■ **EXTRAIT PRÉSENTÉ**:
··········

La Cour européenne des Droits de l'Homme (troisième section), siégeant en une chambre composée de :

MM. J. Hedigan, président,
C. Bîrsan,
V. Zagrebelsky,
Mme A. Gyulumyan,
MM. E. Myjer,
David Thór Björgvinsson,
Mme I. Ziemele, juges,
et de M. V. Berger, greffier de section,

Après en avoir délibéré en chambre du conseil le 21 septembre 2006,

Rend l'arrêt que voici, adopté à cette date :

PROCÉDURE

1. A l'origine de l'affaire se trouve une requête (no 2608/02) dirigée contre la Roumanie et dont une ressortissante de cet Etat, Mme Ruxanda Ionescu (« la requérante »), a saisi la Cour le 23 novembre 2001 en vertu de l'article 34 de la Convention de sauvegarde des Droits de l'Homme et des Libertés fondamentales (« la Convention »).

2. La requérante est représentée par Me E. Cinteza, avocate à Bucarest. Le gouvernement roumain (« le Gouvernement ») est représenté par son agent, Mme Beatrice Rămăşcanu.

3. Le 24 mai 2005, le président de la troisième section a décidé de communiquer la requête au Gouvernement. Se prévalant de l'article 29 § 3 de la Convention, il a décidé que seraient examinés en même temps la recevabilité et le bien-fondé de l'affaire.

4. Tant la requérante que le Gouvernement ont déposé des observations écrites sur le fond de l'affaire (article 59 § 1 du règlement).

EN FAIT

I. LES CIRCONSTANCES DE L'ESPÈCE

5. La requérante est née en 1937 et réside à Bucarest.

6. En 1950, en vertu du décret de nationalisation nº 92/1950, l'Etat prit possession d'un bien immobilier, sis au no 9 de la rue Edgar Quinet, à Bucarest, et composé d'un immeuble comprenant plusieurs appartements qui appartenait au père de la requérante.

7. Le 11 octobre 1996, l'entreprise H, gérante des biens immobiliers de l'Etat, vendit aux époux P.C. l'appartement no 3 de l'immeuble litigieux, qu'ils habitaient en tant que locataires.

1. Action en revendication

8. Le 20 février 1998, la requérante saisit le tribunal de première instance de Bucarest d'une action contre le conseil local de Bucarest en revendication de l'immeuble en cause.

9. Par un jugement définitif du 3 avril 1998, le tribunal fit droit à sa demande, au motif que l'Etat avait pris possession de l'immeuble sans titre valable et ordonna à la partie défenderesse de le lui restituer. Ce jugement fut revêtu de la formule exécutoire le 2 juin 1998.

10. Par une décision du 15 septembre 1998, le maire de Bucarest ordonna la restitution du bien à la requérante. Par un procès-verbal du 24 mars 1999, la requérante fut mise en possession de l'immeuble à l'exception de l'appartement no 3 vendu antérieurement aux époux P.C.

··········

■ **PROBLÈMES À RÉSOUDRE**:
A – Répondez aux questions suivantes à partir de l'extrait de l'arrêt.
(i) En quelle année la requérante est-elle née ?
(ii) Quel est le numéro de l'appartement vendu aux époux P.C. ?
(iii) À quelle date le jugement définitif a-t-il fait droit à la demande de la requérante ?
B – Parmi les lignes placées après l'extrait, réécrivez sous forme de liste numérotée tout ce qui va de la ligne contenant « Definition for annotators: for every instance of the filing » jusqu'à celle contenant « 58], [61, 85]] », ces deux lignes comprises, en omettant les lignes vides.
L'extrait et les lignes qui viennent ensuite n'ont aucun lien entre eux.

··········

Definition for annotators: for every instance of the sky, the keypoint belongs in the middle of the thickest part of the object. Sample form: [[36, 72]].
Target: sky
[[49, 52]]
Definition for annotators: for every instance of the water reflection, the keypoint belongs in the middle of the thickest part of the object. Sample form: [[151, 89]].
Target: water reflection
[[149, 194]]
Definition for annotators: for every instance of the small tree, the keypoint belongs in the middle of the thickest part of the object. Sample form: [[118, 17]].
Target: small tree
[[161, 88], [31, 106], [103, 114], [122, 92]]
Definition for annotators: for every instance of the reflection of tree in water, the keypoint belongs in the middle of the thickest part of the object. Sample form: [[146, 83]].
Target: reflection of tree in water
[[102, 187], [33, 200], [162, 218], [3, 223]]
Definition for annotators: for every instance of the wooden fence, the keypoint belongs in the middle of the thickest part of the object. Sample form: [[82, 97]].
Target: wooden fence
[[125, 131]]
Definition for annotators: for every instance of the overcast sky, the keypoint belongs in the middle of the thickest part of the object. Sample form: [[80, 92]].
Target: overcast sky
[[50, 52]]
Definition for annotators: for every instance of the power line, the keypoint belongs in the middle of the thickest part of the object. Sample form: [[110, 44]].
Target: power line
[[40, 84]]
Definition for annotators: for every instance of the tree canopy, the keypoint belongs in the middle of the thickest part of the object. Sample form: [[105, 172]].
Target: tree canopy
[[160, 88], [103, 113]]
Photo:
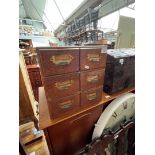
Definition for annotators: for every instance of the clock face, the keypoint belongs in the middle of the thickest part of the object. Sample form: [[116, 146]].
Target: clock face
[[120, 110]]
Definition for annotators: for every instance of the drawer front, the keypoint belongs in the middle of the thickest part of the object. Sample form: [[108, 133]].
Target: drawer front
[[92, 58], [61, 86], [69, 136], [90, 97], [58, 61], [62, 106], [91, 79]]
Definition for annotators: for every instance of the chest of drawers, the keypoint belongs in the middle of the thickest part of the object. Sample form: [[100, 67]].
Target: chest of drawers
[[72, 77]]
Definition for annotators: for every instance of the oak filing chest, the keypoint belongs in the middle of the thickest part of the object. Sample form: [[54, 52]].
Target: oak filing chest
[[72, 77]]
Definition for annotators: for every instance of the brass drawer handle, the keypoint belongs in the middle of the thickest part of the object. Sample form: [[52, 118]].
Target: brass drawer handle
[[94, 57], [66, 105], [80, 118], [61, 60], [64, 85], [92, 79], [92, 96]]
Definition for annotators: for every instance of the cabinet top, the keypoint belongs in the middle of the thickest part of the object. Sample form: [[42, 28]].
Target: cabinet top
[[44, 117]]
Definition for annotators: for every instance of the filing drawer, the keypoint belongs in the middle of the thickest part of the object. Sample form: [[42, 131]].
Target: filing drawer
[[91, 79], [92, 96], [59, 107], [72, 134], [58, 61], [92, 58], [61, 85]]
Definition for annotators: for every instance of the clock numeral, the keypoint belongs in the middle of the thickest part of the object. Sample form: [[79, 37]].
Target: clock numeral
[[114, 114]]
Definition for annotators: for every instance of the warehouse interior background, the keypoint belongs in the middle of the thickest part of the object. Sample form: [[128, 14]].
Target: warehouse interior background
[[49, 22]]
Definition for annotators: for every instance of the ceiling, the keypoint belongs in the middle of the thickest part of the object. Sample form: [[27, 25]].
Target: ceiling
[[31, 9]]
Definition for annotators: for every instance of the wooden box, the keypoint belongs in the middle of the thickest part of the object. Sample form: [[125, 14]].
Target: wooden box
[[92, 58], [61, 85], [54, 61], [91, 97], [91, 79], [120, 70]]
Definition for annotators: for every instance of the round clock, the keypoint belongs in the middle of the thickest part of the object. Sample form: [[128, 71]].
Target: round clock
[[120, 110]]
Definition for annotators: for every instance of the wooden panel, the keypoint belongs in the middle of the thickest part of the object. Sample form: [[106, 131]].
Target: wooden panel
[[45, 120], [91, 79], [91, 58], [64, 105], [58, 61], [61, 86], [91, 97], [72, 134], [27, 103]]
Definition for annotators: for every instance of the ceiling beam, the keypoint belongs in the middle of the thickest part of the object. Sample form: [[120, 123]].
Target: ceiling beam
[[105, 7]]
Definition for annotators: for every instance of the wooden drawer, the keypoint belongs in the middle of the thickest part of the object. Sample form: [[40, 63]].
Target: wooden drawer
[[92, 96], [71, 135], [60, 107], [61, 85], [91, 58], [58, 61], [91, 79]]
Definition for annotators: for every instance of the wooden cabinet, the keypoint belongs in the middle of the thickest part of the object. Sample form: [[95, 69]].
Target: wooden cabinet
[[67, 71], [67, 134], [58, 61], [74, 133]]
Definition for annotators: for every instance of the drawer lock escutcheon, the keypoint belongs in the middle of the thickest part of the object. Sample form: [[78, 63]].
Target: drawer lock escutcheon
[[92, 79], [66, 105], [94, 57], [64, 85], [92, 96]]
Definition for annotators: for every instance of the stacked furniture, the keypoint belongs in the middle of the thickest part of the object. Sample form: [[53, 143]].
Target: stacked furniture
[[72, 77], [120, 70], [72, 98]]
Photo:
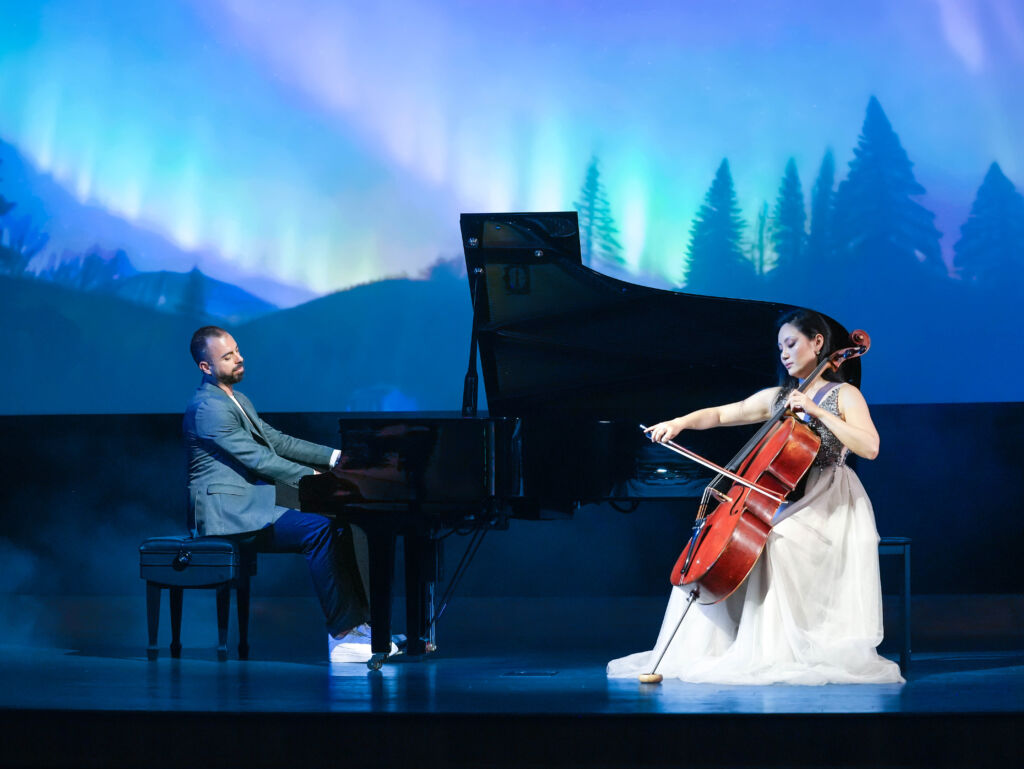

··········

■ **TÂCHES RÉSOLUES**:
A –
(i) En 1937.
(ii) L'appartement no 3.
(iii) Le 3 avril 1998.

B –
1. Definition for annotators: for every instance of the filing drawer, the keypoint belongs in the middle of the thickest part of the object. Sample form: [[42, 131]].
2. Target: filing drawer
3. [[91, 79], [92, 96], [59, 107], [72, 134], [58, 61], [92, 58], [61, 85]]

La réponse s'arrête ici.